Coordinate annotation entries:
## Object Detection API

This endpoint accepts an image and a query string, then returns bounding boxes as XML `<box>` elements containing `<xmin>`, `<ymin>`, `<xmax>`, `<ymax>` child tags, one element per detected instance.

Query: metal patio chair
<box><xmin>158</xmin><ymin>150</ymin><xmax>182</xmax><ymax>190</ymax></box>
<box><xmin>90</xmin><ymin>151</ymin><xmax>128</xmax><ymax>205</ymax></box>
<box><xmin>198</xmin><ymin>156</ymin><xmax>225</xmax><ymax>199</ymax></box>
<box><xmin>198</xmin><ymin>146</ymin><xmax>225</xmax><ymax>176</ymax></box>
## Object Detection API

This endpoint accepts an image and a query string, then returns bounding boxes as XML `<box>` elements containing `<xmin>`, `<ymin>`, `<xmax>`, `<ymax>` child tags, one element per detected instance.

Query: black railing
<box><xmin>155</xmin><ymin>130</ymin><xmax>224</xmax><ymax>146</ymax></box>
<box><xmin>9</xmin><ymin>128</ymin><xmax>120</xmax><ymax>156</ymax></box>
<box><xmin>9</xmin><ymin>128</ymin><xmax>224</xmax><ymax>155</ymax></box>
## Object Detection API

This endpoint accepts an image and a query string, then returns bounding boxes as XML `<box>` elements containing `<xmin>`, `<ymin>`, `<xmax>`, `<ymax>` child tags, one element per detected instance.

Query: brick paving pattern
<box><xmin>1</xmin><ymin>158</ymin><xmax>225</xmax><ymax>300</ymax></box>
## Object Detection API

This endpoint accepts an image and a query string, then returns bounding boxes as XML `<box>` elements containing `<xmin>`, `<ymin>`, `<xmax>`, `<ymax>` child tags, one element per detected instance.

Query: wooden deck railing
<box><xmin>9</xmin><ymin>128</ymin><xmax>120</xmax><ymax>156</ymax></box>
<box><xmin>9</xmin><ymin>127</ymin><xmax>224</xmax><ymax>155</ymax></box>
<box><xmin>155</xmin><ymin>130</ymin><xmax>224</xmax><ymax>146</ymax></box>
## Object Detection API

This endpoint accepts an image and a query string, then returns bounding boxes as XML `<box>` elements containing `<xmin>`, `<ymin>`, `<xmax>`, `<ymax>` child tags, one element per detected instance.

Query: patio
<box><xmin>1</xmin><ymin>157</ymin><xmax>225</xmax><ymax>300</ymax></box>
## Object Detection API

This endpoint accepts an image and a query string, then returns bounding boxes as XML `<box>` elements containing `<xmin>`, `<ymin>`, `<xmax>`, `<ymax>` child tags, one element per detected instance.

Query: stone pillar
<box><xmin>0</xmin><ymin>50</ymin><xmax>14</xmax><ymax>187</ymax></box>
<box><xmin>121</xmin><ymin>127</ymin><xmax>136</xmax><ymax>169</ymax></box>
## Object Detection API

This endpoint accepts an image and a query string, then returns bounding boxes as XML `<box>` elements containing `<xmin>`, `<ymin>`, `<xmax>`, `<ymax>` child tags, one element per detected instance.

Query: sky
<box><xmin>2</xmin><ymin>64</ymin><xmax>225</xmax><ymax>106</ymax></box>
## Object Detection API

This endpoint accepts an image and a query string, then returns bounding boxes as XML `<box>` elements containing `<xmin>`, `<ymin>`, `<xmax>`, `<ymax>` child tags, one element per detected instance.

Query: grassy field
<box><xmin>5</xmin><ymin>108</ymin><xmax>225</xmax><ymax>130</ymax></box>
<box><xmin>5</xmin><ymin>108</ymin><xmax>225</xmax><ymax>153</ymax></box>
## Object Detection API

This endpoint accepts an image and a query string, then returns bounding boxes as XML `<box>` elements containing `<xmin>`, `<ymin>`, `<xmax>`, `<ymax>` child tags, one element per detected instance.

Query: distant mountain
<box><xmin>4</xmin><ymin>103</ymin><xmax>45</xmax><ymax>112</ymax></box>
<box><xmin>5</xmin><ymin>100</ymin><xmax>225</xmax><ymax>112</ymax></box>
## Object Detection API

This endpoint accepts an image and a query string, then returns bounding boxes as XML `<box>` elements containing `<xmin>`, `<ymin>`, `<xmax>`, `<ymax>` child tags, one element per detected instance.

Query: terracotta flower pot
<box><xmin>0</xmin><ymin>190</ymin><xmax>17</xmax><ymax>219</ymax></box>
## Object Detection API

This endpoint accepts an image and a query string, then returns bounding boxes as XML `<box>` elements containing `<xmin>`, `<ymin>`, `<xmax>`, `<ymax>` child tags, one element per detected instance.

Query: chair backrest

SET EXERCISE ::
Count the lines in the records that contain the string "chair", matching case exactly. Reply with that number only.

EXPECTED ANSWER ::
2